Look below for the line with "Task: Where can the swimming", and from there restate every line word for word until the entries end.

════════════════════

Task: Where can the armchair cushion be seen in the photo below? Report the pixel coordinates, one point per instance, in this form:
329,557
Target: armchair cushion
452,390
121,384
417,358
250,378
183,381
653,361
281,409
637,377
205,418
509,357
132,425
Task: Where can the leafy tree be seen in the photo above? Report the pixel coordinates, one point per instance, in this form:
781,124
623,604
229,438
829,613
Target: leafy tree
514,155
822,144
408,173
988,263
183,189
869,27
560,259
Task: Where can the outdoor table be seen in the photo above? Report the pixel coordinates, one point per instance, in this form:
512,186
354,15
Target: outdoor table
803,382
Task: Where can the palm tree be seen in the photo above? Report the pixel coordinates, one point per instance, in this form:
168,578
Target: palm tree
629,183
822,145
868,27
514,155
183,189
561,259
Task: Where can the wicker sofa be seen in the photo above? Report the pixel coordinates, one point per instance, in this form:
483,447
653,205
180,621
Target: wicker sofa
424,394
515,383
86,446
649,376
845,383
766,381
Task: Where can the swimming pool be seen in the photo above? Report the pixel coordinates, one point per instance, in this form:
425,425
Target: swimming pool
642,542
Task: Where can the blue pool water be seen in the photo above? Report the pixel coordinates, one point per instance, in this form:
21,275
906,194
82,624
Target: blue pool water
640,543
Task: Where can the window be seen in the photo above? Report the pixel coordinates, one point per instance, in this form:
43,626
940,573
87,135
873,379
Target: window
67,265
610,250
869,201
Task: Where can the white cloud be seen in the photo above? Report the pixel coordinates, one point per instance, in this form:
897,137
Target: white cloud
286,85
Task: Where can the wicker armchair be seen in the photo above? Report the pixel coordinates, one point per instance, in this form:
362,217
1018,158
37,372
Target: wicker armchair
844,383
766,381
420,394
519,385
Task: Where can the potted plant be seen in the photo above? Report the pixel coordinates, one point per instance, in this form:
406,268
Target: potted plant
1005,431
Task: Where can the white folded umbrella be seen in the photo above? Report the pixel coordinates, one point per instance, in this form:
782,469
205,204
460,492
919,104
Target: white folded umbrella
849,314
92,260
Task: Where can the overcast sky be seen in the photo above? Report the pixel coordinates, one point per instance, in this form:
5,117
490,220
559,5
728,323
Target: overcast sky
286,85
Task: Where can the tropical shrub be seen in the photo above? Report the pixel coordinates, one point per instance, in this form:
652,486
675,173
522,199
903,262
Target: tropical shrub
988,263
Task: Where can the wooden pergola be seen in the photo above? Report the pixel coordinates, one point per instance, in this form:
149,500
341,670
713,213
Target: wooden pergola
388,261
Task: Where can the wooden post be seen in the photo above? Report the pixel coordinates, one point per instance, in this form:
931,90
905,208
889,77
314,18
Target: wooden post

════════════════════

Solution below:
Task: Where can the swimming pool be seen in the photo above? Report the pixel coordinates, one point per instance, in this form:
425,425
Target: swimming pool
642,542
Task: Where can the blue pool water be seen in the photo above? Report the pixel coordinates, one point per instance, in this form:
21,275
906,194
82,624
Target: blue pool water
640,543
Task: Where can the window be seen in the photo above? Report the pixel coordinates, one point per instance, in this form:
43,626
940,573
87,135
873,379
Target: window
67,265
610,250
869,201
Task: Where can the white cloud be seen in the photo above? Report the pixel coordinates, one point per instance, in this form:
897,137
Target: white cloud
286,85
Task: Where can the wicker armchair be seen in the photo above? Report the pixel coordinates, one point per instance, in this form:
362,217
1018,158
37,372
Target: wicker armchair
844,383
766,381
420,394
519,385
Task: Where can the potted plant be seen in the photo above? Report the pixel coordinates, one point per instance, in this form:
406,268
Target: potted plant
1005,431
Task: Where can the white folded umbrella be seen in the photo above? Report the pixel coordinates, one point per instance, in this form:
782,469
205,204
460,492
919,104
Target: white folded umbrella
849,314
92,260
Task: Where can the overcast sky be seen in the photo above? Report the pixel coordinates, one point per instance, in this form:
5,117
490,220
559,5
728,323
Target: overcast sky
286,85
Task: Where can the tropical shrub be seen in the photo above? Report the pixel coordinates, one point per instance, in this form:
652,486
675,173
522,199
903,262
Target: tropical shrub
988,263
Task: Where can the wooden pergola be seen in the photo above? Report the pixel coordinates, one point per instance, in this form:
149,500
341,670
713,213
Target: wooden pergola
388,261
Task: Where can the wooden post be seen in the photo above? Report the pixel coordinates, one point per instance, in this form:
931,90
905,208
889,77
314,18
Target: wooden post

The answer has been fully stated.